# ENUNCIADO DO EXERCÍCIO:
Transcreva literalmente o trecho da entrevista sobre o Rafael, começando em "Quais, em relação" e seguindo até "brincar de Lego.".

# TRECHO DO DOCUMENTO:
☆ ☆ ☆

O seu processo de amadurecimento, conforme os prognósticos da doutora Tárcia, tem-se cumprido, pouco a pouco. Ela vaticinou que ele chegaria à Universidade, tal como outras crianças sob seus cuidados. Hoje, na véspera de fazer 16 anos [Rafael completou 16 anos no dia 23 de março], ele está no 9º ano e é um dos melhores alunos da sala. Conseguiu, na escola, ao longo destes anos, fazer laços com professores e colegas.
Como é o Rafael adolescente?
Rafaeltem atualmente poucos amigos fora do círculo familiar. Ele não gosta de sair. Diz ser um “coelho” e o que lhe interessa é a “sua toca”. Só vai ao shopping, por exemplo, quando vamos ao cinema ou à livraria. Não consegue ficar muito tempo, porém.
Nos últimos tempos tem questionado a razão de ser obrigado a frequentar as aulas da evangelização, já que fazemos o Evangelho no Lar, conforme a prática tradicional das famílias espíritas.
O jogo e a internet têm um papel muito importante em sua vida. A conselho da médica, que afirmara que o jogo o ajudaria a amadurecer em muitos aspectos, fomos permitindo, aos poucos, que ele tivesse acesso a eles no computador e nos consoles.
Hoje, ele é um entendido em consoles e jogos, principalmente da Nintendo. Tem um grau elevadíssimo de conhecimento sobre o que gosta. Como o monitoramos sempre, ele aprendeu a fazer escolhas estéticas e éticas, não tendo até hoje atingido os jogos violentos ou de adultos (pornográficos e afins). É fã do Mario e do Sonic, entre outros personagens.
Quais, em relação ao Rafael, os sonhos e esperanças da família?
Pela sua afinidade com a tecnologia, é nosso plano ajudá-lo a se preparar para se tornar um profissional nessa área (reparo e instalação de softwares em computadores, a princípio). Temos trabalhado para que alcance autonomia mais ampla e possa morar a sós, nos próximos anos, se ele o desejar. No momento, diz que não sairá de casa e que cuidará de sua mãe…
Nunca o deixamos totalmente ocioso. Buscamos, também, fazê-lo variar suas ocupações de lazer, fazendo-o revezar entre jogar, assistir séries ou desenhos, desenhar e brincar de Lego.
Sabe-se que cada casal enfrenta o autismo ao seu modo. Vocês ficaram mais unidos?
Sim. Definitivamente, o Rafael unia imensamente nossa família, pois tornou-se um centro de atenção por longos anos. Até hoje cuidamos dele, embora não inspire mais cuidados, como antes.
Algum conselho para os pais que têm um filho ou uma filha autista?
O conselho que podemos dar é nunca perder a esperança, pois há muitos meios terapêuticos, hoje, à disposição, mesmo que não tenhamos muitos recursos financeiros (como foi o nosso caso, sempre recorrendo ao serviço público). Outro é: não acreditem em “tratamentos milagrosos”, pois a cura de nossos males físicos e emocionais é, em grande parte, o “amor em família”, a boa convivência ao longo dos anos.
Notas
1 – Outras informações acerca do caso Rafael o leitor pode obter escrevendo para o seguinte endereço: Abel S. – [email protected]
2 – Para se inteirar sobre o autismo, uma fonte indicada é a Associação de Amigos do Autista – www.ama.org.br
3 – Cada família enfrenta o autismo de uma maneira própria. E a criança autista tem um nível de atividade invulgar, que reclama atenção e supervisão constantes, pois são indivíduos com sérios problemas de comunicação e de interação. Há, desse modo, os períodos críticos de transição pelos quais passam todas as famílias: a) ao receber o diagnóstico; b) durante os anos escolares; c) adolescência; d) idade adulta.
4 – Cf. Rodríguez, Juan Danilo. Terapia Holística Alliyana. BA: Editora Leal, 2015 – leitura rica e muito apropriada para quem tem um filho autista ou cuida de uma pessoa com autismo – professores, terapeutas, médicos, parentes e/ou amigos de pessoa com autismo. O médico Juan Danilo Rodríguez tem no Brasil o apoio de Divaldo Franco na divulgação do método Alliyana.

☆ ☆ ☆

# DADOS FORNECIDOS:
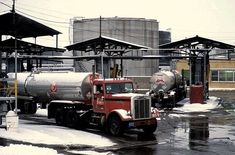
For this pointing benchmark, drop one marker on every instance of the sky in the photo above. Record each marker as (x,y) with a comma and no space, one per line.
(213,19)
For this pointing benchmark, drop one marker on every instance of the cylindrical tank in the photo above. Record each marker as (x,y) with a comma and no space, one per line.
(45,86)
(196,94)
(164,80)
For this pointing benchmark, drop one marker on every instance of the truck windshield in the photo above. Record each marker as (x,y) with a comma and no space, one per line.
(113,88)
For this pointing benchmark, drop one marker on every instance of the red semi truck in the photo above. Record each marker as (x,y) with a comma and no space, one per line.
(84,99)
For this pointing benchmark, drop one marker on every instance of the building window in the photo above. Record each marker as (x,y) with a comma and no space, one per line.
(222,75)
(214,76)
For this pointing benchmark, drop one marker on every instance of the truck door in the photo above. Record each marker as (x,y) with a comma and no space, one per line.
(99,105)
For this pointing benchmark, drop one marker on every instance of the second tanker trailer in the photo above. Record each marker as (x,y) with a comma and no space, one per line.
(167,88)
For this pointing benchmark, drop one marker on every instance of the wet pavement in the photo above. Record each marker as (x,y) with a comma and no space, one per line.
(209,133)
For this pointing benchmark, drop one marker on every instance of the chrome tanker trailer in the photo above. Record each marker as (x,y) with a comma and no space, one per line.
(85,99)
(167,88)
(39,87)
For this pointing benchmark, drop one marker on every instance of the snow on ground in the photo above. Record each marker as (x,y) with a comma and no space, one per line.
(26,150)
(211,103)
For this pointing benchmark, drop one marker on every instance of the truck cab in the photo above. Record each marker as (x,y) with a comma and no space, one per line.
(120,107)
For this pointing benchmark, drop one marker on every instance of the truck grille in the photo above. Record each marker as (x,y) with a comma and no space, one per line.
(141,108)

☆ ☆ ☆

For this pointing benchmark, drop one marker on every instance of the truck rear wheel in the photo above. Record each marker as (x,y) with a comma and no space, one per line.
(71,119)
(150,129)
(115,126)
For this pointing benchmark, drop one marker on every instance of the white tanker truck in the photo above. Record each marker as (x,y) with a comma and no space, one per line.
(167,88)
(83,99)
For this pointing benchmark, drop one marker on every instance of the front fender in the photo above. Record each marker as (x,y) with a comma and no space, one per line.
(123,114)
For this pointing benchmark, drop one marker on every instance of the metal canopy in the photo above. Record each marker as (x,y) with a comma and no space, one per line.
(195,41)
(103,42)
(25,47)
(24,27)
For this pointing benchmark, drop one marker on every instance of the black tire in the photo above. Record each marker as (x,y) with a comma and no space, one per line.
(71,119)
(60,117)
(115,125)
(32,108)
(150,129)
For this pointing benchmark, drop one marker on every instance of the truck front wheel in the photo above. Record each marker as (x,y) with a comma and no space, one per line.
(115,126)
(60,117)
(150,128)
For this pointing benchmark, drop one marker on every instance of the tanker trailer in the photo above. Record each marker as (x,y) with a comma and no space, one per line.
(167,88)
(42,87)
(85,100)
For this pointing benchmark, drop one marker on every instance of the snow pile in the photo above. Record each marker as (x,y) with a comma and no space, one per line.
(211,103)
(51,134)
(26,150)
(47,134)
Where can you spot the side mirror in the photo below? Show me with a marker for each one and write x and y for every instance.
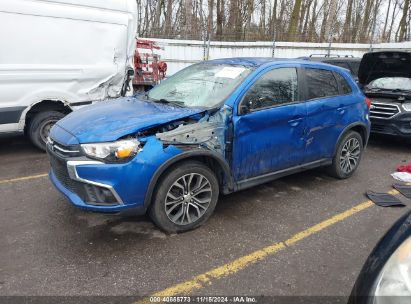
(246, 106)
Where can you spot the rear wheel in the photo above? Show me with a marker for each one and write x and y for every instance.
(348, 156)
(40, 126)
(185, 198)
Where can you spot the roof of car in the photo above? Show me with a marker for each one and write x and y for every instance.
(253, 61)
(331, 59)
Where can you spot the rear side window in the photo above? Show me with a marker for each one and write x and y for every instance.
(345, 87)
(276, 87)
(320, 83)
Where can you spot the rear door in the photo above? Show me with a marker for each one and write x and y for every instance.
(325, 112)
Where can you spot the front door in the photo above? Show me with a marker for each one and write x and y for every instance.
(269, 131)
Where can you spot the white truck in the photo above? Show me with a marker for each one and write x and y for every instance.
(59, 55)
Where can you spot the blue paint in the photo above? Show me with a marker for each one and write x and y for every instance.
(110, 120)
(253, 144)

☆ ☆ ☆

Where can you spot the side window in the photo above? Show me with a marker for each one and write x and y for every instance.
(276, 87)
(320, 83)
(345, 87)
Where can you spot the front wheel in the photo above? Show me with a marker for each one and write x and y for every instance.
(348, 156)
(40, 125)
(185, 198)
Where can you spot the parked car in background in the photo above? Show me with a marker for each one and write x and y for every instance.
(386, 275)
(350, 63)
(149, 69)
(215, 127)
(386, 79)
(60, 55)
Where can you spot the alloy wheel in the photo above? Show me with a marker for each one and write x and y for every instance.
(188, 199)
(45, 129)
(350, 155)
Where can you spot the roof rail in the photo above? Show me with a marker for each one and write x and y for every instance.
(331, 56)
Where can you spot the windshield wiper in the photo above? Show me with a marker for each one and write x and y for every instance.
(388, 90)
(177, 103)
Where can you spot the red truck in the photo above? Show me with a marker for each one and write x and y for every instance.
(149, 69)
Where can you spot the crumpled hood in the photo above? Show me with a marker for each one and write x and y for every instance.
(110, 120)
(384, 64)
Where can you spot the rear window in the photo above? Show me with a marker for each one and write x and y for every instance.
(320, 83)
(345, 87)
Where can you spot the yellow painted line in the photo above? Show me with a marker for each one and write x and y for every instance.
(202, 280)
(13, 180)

☆ ☆ ☆

# RESPOSTA DA TAREFA:
Quais, em relação ao Rafael, os sonhos e esperanças da família?
Pela sua afinidade com a tecnologia, é nosso plano ajudá-lo a se preparar para se tornar um profissional nessa área (reparo e instalação de softwares em computadores, a princípio). Temos trabalhado para que alcance autonomia mais ampla e possa morar a sós, nos próximos anos, se ele o desejar. No momento, diz que não sairá de casa e que cuidará de sua mãe…
Nunca o deixamos totalmente ocioso. Buscamos, também, fazê-lo variar suas ocupações de lazer, fazendo-o revezar entre jogar, assistir séries ou desenhos, desenhar e brincar de Lego.